Directions for this task:
A partial copy is required: transcribe exactly the lines from the one containing "target | neighboring house entrance" through the last line below, without any pictures.

════════

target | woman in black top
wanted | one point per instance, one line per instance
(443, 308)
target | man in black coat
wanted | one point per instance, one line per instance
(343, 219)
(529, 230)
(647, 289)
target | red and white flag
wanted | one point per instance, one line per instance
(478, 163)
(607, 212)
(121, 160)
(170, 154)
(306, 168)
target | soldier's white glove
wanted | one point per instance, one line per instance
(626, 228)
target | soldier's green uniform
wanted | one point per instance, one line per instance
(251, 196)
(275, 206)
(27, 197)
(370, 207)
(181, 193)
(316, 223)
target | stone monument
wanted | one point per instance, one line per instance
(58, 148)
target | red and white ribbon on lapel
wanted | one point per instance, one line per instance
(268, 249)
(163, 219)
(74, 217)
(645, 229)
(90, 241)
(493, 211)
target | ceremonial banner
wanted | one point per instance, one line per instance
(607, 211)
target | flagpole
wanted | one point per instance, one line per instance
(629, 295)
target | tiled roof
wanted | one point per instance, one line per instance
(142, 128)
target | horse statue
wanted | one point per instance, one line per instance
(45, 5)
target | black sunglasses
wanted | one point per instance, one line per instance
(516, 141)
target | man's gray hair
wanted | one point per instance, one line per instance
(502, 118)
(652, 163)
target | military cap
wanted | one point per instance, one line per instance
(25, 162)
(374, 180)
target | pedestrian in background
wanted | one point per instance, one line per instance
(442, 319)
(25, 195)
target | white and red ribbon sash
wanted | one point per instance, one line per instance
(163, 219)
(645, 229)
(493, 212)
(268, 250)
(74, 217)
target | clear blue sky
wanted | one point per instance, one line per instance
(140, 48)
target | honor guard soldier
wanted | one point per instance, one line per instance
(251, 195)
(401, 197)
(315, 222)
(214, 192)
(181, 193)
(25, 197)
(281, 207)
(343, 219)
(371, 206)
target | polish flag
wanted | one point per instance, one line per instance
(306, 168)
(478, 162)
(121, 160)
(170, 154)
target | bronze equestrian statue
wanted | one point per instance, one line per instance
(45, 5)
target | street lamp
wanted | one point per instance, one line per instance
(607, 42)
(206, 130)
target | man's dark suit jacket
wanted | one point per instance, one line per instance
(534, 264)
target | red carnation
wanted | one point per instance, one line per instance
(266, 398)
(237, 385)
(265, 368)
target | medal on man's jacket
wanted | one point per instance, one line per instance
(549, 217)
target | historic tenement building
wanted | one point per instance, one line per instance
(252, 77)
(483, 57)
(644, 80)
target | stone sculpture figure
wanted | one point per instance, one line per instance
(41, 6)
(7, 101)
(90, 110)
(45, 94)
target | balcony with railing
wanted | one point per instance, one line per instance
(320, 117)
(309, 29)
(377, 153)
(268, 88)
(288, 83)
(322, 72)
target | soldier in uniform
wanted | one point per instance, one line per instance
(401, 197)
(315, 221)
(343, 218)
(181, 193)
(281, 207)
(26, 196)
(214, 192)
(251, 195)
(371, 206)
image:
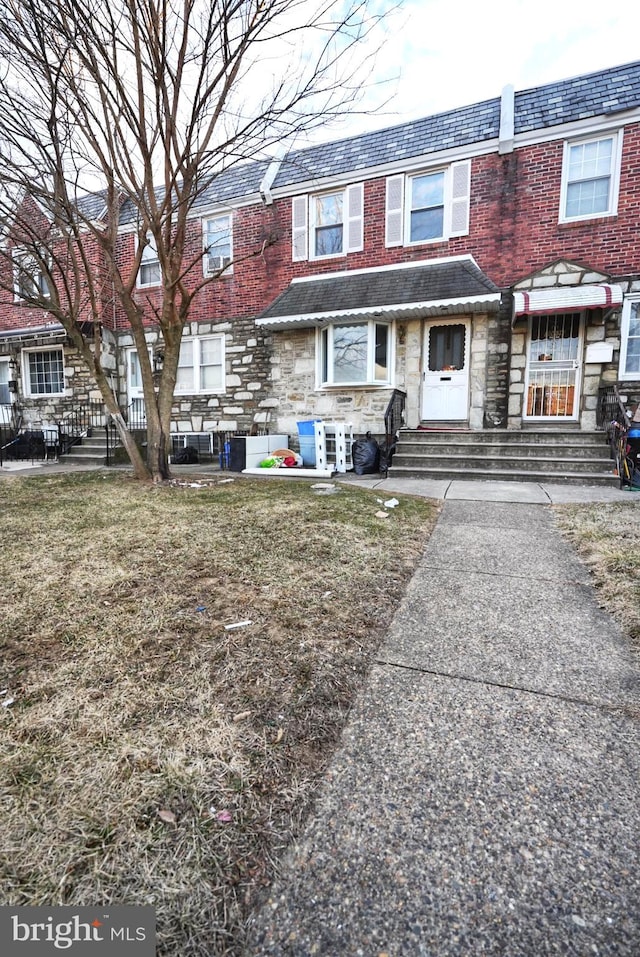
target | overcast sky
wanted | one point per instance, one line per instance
(441, 54)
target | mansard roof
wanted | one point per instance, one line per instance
(580, 98)
(566, 101)
(456, 128)
(601, 93)
(437, 287)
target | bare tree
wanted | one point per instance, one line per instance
(146, 102)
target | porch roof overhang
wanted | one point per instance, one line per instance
(412, 291)
(566, 299)
(32, 334)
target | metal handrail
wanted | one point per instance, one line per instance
(393, 422)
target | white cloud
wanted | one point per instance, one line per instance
(442, 54)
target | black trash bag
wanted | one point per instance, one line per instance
(386, 456)
(186, 456)
(365, 455)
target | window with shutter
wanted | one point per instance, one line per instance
(430, 206)
(328, 224)
(394, 213)
(460, 197)
(355, 218)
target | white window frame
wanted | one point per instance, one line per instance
(197, 365)
(26, 371)
(21, 255)
(212, 264)
(149, 258)
(625, 324)
(304, 223)
(325, 339)
(4, 381)
(456, 203)
(614, 176)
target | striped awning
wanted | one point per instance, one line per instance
(567, 299)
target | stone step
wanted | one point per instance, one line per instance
(552, 437)
(529, 449)
(506, 475)
(543, 455)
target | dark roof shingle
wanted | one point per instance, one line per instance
(406, 285)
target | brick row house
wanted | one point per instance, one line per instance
(483, 262)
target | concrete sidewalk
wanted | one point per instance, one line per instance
(484, 800)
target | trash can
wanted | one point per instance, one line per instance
(307, 440)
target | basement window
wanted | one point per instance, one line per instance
(44, 372)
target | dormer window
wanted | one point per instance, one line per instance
(429, 206)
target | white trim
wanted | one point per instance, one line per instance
(614, 175)
(25, 370)
(567, 299)
(370, 381)
(624, 339)
(417, 264)
(197, 365)
(396, 311)
(150, 245)
(226, 266)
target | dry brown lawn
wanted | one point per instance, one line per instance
(151, 755)
(608, 539)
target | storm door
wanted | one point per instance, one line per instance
(137, 413)
(445, 392)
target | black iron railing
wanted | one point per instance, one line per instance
(393, 422)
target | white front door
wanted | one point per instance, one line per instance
(554, 356)
(445, 385)
(5, 396)
(137, 412)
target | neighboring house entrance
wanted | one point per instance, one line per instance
(445, 386)
(137, 412)
(554, 356)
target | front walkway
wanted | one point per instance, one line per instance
(485, 797)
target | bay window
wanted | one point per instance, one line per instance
(356, 353)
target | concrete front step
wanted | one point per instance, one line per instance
(593, 450)
(552, 437)
(505, 475)
(518, 463)
(92, 451)
(566, 456)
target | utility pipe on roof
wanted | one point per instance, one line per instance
(269, 177)
(507, 120)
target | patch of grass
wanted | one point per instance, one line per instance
(151, 756)
(608, 538)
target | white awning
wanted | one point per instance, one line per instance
(463, 305)
(567, 299)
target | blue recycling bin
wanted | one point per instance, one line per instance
(307, 440)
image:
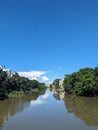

════════

Exercise result:
target | neighboring house entrance
wanted | one point per instance, one line per instance
(445, 386)
(137, 412)
(554, 356)
target | front walkway
wanted | one point per instance, one line per instance
(485, 797)
target | bay window
wanted | one point per instance, one line per instance
(356, 353)
target | concrete front step
wanted | one point per instance, one line per instance
(593, 450)
(552, 437)
(505, 475)
(518, 463)
(92, 451)
(566, 456)
target | utility pipe on roof
wanted | one point per instance, one line per instance
(269, 177)
(507, 120)
target | patch of grass
wanted | one point per instance, one line per instance
(151, 756)
(608, 538)
target | white awning
wanted | one point per instance, one line per instance
(463, 305)
(567, 299)
target | blue recycling bin
wanted | one point per instance, one line per instance
(307, 440)
image:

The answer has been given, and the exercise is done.